- _Task instructions_
Locate each line in the records that contains the string "pink" and copy those lines out. Case counts.

=== Raw data ===

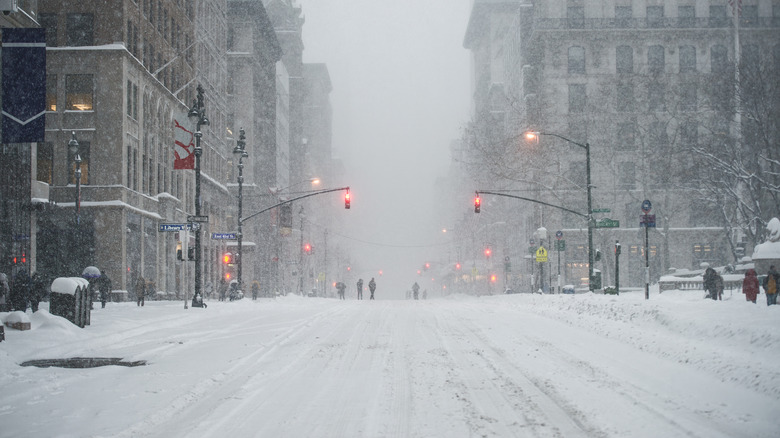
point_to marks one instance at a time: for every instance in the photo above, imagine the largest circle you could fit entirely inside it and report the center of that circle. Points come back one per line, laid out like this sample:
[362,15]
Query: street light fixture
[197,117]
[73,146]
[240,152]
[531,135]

===
=== Raw data ===

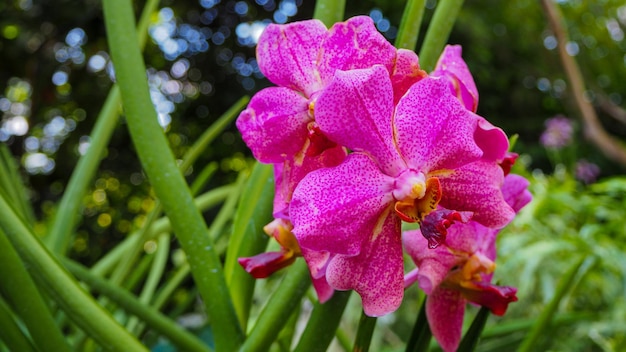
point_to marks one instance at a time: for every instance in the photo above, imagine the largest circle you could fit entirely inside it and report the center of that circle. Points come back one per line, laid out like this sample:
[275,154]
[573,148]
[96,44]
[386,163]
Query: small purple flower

===
=== Raw data ===

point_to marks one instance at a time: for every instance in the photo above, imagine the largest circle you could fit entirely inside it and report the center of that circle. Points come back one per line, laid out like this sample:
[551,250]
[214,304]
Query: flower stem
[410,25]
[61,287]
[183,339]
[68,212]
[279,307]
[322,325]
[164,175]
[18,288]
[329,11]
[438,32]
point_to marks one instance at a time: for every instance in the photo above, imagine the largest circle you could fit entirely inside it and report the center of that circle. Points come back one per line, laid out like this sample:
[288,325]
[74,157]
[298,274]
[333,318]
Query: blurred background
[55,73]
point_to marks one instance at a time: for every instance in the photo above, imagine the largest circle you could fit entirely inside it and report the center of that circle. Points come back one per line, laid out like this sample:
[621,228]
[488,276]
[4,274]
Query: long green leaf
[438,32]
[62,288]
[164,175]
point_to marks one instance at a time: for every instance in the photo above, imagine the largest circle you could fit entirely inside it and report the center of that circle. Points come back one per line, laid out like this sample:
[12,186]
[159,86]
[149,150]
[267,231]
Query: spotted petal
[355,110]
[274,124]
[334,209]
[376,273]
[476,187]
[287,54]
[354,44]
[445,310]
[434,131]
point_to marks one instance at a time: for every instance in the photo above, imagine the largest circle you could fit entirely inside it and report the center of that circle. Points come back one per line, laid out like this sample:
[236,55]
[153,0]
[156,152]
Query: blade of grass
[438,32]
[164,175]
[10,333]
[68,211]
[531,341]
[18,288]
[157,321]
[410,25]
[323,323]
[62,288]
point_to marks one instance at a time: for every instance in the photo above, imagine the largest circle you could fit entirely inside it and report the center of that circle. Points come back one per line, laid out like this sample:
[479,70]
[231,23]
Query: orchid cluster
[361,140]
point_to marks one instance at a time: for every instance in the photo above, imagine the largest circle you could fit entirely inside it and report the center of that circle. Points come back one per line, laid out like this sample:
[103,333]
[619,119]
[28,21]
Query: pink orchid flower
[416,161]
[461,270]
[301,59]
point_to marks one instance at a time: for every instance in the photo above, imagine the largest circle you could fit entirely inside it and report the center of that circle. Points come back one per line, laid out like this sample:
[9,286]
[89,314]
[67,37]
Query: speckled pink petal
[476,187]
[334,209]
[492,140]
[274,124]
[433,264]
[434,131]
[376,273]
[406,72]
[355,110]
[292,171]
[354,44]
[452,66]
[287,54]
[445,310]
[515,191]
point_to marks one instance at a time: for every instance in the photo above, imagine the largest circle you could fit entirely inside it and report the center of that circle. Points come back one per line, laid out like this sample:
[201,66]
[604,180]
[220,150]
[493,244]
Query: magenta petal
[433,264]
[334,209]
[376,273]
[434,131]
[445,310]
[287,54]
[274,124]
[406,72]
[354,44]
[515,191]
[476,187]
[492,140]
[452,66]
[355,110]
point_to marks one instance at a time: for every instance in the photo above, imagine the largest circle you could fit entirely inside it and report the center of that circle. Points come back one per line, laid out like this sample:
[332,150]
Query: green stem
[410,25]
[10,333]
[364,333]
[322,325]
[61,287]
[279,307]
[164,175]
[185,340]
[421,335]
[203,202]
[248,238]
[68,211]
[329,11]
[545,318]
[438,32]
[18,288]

===

- _Written solution_
Query: pink orchid flower
Query: speckled pink petal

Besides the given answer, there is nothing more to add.